- [YOUR INSTRUCTIONS]: Start at the line with "Target: steel rail" in the records below, stop at the line with "Report one point per instance of the electric", and return every line in that span exactly, the two end lines included.

- [RECORDS]:
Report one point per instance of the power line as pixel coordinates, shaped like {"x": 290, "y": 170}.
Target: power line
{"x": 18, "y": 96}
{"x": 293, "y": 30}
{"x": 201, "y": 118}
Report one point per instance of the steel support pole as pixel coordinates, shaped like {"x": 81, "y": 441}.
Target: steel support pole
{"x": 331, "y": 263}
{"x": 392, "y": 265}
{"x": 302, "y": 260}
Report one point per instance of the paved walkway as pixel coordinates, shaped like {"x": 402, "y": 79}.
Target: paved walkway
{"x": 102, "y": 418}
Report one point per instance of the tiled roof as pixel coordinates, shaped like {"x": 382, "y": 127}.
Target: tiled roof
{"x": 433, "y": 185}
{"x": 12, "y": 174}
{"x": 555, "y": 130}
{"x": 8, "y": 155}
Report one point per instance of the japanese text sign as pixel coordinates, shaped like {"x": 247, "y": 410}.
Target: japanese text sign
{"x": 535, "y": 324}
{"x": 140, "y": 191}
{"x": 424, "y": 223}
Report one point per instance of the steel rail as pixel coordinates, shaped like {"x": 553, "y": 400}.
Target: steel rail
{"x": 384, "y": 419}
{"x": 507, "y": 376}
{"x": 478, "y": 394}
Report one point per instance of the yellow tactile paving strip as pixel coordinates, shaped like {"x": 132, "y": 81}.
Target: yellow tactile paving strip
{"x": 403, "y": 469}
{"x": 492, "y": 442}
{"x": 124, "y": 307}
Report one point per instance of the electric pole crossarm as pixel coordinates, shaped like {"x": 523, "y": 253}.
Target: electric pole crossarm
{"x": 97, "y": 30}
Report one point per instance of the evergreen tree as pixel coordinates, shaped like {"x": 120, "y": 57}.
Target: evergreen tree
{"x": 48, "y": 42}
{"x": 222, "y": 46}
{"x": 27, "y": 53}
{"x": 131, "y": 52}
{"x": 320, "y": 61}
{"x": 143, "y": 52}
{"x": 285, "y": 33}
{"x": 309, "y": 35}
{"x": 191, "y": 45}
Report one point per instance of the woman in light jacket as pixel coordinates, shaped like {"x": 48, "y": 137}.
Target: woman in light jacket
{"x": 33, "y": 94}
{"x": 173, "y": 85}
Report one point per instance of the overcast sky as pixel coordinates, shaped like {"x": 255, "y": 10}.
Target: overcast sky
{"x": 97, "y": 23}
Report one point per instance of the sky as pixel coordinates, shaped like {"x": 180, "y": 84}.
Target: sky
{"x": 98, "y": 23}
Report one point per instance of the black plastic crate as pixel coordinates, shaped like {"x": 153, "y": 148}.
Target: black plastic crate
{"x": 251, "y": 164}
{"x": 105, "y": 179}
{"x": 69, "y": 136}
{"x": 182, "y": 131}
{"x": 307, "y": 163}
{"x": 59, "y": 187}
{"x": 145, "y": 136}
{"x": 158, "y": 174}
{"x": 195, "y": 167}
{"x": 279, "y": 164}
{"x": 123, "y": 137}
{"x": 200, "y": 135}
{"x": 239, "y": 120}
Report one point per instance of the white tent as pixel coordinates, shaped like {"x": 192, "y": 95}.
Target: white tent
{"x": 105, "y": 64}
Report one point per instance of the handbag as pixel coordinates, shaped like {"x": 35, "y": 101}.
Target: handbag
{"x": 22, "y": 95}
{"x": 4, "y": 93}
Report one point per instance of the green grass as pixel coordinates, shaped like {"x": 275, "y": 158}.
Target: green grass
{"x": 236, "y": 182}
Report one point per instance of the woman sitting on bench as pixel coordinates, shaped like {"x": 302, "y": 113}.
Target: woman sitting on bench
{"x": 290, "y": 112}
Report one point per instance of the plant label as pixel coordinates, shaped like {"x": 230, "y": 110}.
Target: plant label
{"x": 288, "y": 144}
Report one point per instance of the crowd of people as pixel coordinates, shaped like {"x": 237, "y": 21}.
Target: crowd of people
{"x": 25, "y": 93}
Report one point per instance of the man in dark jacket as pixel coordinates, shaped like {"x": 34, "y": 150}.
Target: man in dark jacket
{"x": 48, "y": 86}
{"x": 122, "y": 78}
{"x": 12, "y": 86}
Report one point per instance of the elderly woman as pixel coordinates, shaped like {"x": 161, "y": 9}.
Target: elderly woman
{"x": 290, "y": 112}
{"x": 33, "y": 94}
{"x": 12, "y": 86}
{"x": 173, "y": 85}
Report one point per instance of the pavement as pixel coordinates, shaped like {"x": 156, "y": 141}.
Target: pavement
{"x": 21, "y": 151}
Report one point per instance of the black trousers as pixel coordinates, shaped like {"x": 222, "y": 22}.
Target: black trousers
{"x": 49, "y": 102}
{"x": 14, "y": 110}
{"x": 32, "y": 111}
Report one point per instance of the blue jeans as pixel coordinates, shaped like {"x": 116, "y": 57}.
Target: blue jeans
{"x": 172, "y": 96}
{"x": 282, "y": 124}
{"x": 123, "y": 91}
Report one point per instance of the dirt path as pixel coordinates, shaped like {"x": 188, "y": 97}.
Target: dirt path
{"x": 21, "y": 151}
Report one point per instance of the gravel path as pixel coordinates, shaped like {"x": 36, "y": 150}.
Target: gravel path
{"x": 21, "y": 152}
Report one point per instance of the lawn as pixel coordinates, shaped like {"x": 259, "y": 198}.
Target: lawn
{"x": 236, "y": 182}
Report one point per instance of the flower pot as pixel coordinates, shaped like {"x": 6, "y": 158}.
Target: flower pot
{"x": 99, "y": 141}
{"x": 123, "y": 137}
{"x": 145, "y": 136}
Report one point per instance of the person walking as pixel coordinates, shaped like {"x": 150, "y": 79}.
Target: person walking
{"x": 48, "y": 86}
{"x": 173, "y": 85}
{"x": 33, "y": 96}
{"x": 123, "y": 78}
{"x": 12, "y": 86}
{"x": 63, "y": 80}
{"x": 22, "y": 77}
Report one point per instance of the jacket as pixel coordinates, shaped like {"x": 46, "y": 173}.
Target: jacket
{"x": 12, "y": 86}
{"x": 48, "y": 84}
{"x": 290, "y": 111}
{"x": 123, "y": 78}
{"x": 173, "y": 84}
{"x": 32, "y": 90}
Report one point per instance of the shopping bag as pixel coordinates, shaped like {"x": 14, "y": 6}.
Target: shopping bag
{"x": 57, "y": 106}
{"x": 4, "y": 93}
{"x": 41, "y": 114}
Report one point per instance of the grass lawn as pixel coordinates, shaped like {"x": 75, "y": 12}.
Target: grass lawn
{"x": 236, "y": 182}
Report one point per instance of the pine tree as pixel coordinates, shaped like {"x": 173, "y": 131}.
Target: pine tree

- [PROBLEM SOLUTION]:
Target: steel rail
{"x": 384, "y": 419}
{"x": 507, "y": 376}
{"x": 478, "y": 394}
Report one point per instance of the yellow tactile paving strip as pixel coordinates, shaped like {"x": 132, "y": 81}.
Target: yellow tactile paving strip
{"x": 403, "y": 469}
{"x": 492, "y": 442}
{"x": 124, "y": 307}
Report one point per instance of the electric pole crossarm as pixel coordinates, shaped like {"x": 523, "y": 253}.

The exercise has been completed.